Rewrite the records from their first line through the line containing "[[[195,11],[91,0],[55,24],[60,169],[201,169]]]", inclusive, as a Markdown table with the columns "Row" and "Text". Number each line and leave out blank lines.

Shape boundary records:
####

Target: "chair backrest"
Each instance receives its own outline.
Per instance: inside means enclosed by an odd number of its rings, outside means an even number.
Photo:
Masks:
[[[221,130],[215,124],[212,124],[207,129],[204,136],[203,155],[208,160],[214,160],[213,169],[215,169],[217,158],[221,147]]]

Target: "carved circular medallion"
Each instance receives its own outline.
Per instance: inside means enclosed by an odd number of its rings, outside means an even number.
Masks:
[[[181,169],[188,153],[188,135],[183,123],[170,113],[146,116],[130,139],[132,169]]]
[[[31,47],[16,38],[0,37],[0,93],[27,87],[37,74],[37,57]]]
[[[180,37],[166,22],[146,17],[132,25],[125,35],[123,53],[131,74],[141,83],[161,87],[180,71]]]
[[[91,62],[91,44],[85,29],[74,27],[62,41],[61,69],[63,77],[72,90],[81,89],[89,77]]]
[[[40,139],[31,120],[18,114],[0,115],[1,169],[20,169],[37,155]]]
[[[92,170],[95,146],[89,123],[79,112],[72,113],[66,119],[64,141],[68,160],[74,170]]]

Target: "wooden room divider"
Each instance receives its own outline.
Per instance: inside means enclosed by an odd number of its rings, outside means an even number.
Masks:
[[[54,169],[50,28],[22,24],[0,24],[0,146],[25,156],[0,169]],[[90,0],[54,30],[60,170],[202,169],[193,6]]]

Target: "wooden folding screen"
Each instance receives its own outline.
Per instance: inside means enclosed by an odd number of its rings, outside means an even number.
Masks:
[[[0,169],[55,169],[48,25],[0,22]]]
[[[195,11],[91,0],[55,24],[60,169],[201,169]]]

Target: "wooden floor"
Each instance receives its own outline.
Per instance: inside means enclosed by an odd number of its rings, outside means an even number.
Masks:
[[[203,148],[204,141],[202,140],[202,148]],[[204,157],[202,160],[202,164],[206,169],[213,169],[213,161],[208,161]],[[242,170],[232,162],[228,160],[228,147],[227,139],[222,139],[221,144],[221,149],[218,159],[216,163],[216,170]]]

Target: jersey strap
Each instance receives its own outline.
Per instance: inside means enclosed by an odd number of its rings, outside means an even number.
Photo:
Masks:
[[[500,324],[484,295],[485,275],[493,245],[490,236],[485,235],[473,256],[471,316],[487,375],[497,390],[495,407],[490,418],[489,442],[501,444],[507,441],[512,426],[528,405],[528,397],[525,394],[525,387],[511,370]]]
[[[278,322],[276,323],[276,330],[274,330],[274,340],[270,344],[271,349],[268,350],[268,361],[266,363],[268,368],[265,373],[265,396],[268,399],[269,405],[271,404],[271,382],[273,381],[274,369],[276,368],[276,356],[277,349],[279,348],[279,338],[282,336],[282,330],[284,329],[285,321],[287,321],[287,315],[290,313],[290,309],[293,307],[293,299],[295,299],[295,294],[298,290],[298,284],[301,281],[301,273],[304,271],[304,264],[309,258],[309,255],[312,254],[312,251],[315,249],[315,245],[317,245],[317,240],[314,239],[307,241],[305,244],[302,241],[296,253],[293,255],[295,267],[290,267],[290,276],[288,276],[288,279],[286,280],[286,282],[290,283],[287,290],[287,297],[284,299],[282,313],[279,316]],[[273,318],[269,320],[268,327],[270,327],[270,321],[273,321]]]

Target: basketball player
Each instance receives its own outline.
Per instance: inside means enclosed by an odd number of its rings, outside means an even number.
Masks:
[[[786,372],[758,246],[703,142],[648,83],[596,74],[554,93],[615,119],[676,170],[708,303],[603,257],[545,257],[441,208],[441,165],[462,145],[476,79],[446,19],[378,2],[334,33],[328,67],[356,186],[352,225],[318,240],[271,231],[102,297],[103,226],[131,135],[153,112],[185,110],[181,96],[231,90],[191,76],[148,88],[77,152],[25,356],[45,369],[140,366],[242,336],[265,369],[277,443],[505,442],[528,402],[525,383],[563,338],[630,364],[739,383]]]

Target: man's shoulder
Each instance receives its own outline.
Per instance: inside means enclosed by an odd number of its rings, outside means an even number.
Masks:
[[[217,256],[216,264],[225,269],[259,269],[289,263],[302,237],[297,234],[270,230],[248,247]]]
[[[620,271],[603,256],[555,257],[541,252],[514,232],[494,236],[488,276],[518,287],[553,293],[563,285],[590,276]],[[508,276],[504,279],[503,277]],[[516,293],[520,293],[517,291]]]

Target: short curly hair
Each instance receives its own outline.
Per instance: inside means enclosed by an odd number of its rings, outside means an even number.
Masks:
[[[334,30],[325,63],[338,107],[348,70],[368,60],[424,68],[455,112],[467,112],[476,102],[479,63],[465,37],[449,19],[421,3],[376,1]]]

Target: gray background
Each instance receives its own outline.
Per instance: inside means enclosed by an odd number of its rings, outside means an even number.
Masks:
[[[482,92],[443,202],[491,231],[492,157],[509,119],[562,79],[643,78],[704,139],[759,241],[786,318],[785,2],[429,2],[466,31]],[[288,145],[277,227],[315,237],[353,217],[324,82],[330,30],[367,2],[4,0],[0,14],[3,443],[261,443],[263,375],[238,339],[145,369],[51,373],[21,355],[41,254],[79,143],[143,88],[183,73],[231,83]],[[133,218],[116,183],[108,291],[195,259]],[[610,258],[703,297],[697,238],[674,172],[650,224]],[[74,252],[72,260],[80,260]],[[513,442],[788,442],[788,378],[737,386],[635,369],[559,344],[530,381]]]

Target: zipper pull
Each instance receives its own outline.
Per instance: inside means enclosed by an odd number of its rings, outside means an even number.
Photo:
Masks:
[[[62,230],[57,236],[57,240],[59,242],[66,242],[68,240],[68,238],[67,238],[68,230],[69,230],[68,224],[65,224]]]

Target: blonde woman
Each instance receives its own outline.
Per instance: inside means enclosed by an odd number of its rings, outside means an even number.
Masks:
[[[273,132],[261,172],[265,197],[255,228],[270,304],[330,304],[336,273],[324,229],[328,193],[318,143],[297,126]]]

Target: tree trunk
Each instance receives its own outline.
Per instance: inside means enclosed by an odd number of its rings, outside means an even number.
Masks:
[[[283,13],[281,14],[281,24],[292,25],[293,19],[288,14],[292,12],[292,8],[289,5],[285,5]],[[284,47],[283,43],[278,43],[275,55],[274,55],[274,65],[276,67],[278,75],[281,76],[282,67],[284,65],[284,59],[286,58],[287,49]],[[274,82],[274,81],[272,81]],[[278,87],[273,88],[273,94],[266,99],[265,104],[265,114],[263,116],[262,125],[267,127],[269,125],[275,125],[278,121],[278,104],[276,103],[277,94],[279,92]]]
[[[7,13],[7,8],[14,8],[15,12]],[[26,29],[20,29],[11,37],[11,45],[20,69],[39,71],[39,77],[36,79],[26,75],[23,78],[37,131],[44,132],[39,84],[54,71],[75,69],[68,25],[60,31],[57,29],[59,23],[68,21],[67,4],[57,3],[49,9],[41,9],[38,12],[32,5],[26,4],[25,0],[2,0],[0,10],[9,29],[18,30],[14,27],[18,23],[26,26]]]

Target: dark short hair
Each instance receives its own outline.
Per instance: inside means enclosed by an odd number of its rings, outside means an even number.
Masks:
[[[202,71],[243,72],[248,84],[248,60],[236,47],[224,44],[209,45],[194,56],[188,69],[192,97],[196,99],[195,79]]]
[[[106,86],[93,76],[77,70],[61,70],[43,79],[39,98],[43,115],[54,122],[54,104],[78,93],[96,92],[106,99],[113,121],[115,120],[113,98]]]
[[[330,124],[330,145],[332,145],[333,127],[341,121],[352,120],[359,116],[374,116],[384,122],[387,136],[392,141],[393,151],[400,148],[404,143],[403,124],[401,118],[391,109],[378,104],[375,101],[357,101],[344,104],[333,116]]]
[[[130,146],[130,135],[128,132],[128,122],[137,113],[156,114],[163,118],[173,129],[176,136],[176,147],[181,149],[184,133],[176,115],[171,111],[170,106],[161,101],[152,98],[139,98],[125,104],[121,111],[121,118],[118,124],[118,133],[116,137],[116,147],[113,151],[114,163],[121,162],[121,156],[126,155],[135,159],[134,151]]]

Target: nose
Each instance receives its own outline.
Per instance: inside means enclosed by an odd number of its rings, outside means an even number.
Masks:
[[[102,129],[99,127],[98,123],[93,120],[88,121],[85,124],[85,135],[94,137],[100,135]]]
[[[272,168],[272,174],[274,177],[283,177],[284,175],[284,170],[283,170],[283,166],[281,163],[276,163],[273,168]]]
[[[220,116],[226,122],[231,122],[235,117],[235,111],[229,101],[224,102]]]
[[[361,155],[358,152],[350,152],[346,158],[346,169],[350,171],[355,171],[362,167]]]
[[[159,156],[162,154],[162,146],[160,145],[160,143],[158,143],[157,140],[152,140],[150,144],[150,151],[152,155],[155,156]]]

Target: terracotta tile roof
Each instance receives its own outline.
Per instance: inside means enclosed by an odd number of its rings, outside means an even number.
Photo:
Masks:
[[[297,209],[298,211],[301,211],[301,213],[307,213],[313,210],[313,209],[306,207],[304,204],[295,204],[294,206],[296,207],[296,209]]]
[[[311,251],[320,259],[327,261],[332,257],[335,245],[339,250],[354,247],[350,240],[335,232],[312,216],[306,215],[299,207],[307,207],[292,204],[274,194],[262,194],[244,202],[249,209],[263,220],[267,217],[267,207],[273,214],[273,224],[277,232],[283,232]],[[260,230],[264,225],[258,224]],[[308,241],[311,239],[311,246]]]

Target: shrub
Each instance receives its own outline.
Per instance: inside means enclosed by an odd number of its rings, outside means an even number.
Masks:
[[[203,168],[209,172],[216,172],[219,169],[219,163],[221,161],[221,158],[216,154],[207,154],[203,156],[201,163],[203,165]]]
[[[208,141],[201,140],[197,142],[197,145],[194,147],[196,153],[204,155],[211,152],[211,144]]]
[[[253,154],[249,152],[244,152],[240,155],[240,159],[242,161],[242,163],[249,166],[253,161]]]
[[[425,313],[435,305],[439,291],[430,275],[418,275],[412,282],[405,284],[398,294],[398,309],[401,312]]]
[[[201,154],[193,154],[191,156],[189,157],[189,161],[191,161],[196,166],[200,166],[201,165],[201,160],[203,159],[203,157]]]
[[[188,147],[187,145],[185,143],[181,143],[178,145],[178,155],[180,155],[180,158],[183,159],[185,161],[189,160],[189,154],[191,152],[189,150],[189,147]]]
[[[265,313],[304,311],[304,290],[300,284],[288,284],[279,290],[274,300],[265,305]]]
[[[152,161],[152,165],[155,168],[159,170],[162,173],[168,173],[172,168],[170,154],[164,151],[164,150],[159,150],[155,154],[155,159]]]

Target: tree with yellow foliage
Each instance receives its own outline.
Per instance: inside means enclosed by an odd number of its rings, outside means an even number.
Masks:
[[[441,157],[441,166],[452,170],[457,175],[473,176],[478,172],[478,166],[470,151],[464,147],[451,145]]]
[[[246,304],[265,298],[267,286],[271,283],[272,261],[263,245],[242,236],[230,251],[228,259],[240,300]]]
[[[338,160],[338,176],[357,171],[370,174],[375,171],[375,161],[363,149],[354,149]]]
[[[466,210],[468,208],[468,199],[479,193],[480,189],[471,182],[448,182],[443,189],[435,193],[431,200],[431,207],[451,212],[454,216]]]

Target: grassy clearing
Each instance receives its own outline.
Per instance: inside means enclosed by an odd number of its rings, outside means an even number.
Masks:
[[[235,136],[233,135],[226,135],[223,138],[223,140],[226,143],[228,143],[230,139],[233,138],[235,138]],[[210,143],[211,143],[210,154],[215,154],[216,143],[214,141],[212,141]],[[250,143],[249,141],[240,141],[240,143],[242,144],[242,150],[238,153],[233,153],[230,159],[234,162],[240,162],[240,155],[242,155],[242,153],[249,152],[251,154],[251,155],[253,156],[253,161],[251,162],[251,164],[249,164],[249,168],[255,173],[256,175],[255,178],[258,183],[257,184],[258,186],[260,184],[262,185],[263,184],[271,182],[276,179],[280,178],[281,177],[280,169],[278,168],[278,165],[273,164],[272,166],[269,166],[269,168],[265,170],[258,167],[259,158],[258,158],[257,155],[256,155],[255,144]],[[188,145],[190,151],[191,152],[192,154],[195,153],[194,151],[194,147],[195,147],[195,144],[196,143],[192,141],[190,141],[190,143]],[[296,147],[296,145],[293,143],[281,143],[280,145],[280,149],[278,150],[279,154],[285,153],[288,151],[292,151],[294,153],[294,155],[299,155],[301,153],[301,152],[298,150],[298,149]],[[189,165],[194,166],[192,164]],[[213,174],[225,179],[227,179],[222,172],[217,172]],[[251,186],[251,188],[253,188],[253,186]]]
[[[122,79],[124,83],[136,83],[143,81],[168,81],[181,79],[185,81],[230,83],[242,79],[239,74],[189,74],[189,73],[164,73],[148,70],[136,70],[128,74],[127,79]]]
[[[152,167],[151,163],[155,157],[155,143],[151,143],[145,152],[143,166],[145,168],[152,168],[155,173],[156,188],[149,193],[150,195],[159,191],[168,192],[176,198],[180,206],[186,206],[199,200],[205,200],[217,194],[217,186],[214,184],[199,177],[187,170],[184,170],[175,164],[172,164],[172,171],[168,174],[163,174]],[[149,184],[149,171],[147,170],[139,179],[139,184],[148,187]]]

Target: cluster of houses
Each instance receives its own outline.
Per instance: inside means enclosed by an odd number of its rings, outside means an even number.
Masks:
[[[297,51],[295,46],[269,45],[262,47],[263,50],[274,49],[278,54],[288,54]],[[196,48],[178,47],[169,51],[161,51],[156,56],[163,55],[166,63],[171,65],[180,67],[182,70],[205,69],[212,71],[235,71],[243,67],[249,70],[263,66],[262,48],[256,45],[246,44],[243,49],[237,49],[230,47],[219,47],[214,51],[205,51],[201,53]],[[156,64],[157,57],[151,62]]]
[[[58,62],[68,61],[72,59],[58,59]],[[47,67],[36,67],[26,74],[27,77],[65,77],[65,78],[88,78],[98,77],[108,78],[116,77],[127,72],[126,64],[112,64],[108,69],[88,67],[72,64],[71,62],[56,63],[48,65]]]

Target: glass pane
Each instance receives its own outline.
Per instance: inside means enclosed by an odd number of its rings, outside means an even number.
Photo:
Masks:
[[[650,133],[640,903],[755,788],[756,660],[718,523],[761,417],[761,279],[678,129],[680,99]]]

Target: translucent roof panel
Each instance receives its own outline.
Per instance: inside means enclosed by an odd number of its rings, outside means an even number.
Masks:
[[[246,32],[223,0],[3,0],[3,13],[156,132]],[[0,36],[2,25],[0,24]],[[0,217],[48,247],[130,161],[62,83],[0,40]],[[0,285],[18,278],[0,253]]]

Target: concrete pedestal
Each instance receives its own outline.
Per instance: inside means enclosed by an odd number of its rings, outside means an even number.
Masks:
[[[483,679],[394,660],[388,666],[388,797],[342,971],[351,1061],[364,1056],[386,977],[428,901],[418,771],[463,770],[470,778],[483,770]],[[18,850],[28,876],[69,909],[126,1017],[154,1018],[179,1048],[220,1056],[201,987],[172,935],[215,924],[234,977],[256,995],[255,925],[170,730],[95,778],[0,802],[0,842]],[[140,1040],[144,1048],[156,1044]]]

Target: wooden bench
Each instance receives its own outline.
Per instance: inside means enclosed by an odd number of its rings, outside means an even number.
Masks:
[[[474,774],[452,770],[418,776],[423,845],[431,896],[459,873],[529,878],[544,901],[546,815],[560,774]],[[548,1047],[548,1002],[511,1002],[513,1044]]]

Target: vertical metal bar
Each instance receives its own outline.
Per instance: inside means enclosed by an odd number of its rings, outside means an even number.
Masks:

####

**WRITTEN SOLUTION**
| Row | Text |
|---|---|
| 1 | Target: "chair backrest" |
| 2 | Each instance receives its own outline. |
| 3 | Per instance: inside means enclosed by an odd number of its rings, outside means an even number. |
| 4 | Photo: |
| 5 | Masks: |
| 6 | [[[221,130],[215,124],[212,124],[207,129],[204,136],[203,155],[208,160],[214,160],[213,169],[215,169],[217,158],[221,147]]] |
| 7 | Target: "carved circular medallion" |
| 8 | Each instance receives its own outline. |
| 9 | Per instance: inside means enclosed by an odd number of its rings, outside means an even number. |
| 10 | Masks: |
| 11 | [[[181,169],[188,153],[188,135],[183,123],[170,113],[146,116],[130,139],[132,169]]] |
| 12 | [[[31,47],[16,38],[0,37],[0,93],[27,87],[37,74],[37,57]]] |
| 13 | [[[180,37],[166,22],[146,17],[132,25],[125,35],[123,53],[131,74],[141,83],[161,87],[180,71]]] |
| 14 | [[[91,62],[91,44],[85,29],[74,27],[62,41],[61,69],[63,77],[72,90],[81,89],[89,77]]] |
| 15 | [[[40,139],[31,120],[18,114],[0,115],[1,169],[20,169],[37,155]]] |
| 16 | [[[92,170],[95,146],[89,123],[79,112],[72,113],[66,119],[64,141],[68,160],[74,170]]] |
| 17 | Target: "wooden room divider" |
| 18 | Each instance receives its own outline. |
| 19 | Per instance: inside means enclosed by an odd number of its rings, outside means an even number. |
| 20 | Masks: |
| 21 | [[[54,169],[50,28],[22,24],[0,24],[0,146],[25,156],[0,169]],[[90,0],[54,30],[60,170],[202,169],[193,6]]] |
| 22 | Target: "wooden folding screen" |
| 23 | Each instance receives its own outline. |
| 24 | Per instance: inside means enclosed by an odd number of its rings, outside means an even number. |
| 25 | Masks: |
| 26 | [[[0,169],[55,169],[48,25],[0,22]]] |
| 27 | [[[195,11],[91,0],[55,24],[60,169],[201,169]]] |